Objective: Update the lines from the start of the rows through the line containing "469;399;482;437" so that "door" becomes "front door", with everything else left unchanged, and return only those lines.

# Start of Provided records

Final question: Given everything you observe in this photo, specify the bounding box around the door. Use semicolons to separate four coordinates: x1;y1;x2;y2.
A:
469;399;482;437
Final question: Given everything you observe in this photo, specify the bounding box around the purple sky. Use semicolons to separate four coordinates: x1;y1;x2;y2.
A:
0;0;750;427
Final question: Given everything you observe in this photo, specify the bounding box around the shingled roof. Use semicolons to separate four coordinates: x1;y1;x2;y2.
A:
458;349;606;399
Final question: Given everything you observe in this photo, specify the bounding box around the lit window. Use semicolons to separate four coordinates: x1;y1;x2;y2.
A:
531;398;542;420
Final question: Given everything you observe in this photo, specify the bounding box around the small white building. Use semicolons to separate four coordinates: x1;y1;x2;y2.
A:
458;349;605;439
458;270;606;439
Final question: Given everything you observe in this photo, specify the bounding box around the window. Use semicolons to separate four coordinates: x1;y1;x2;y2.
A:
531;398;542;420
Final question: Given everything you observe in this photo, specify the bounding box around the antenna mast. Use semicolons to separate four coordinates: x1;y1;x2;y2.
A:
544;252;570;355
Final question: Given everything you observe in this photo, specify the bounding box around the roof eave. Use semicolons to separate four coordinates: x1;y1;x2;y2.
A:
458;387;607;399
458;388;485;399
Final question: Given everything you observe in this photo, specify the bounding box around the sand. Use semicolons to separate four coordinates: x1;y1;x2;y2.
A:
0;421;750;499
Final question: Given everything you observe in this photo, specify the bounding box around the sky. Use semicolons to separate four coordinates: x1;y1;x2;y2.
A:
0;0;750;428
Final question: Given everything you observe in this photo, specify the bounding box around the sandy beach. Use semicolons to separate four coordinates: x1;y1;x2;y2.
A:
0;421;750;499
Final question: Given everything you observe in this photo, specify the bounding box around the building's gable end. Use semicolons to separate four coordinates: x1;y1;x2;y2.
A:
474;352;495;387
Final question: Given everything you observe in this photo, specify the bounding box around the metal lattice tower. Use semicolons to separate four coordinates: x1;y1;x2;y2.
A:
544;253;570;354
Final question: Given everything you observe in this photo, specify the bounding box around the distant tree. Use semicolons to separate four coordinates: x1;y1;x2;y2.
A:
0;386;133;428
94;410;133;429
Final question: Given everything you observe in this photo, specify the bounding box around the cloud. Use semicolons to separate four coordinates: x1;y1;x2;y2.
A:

# End of Provided records

Correct result:
Final question: Given everything you observe in this photo, specify the bounding box around the front door. Use semicolons to separate four coordinates: x1;y1;x2;y2.
A:
469;399;482;437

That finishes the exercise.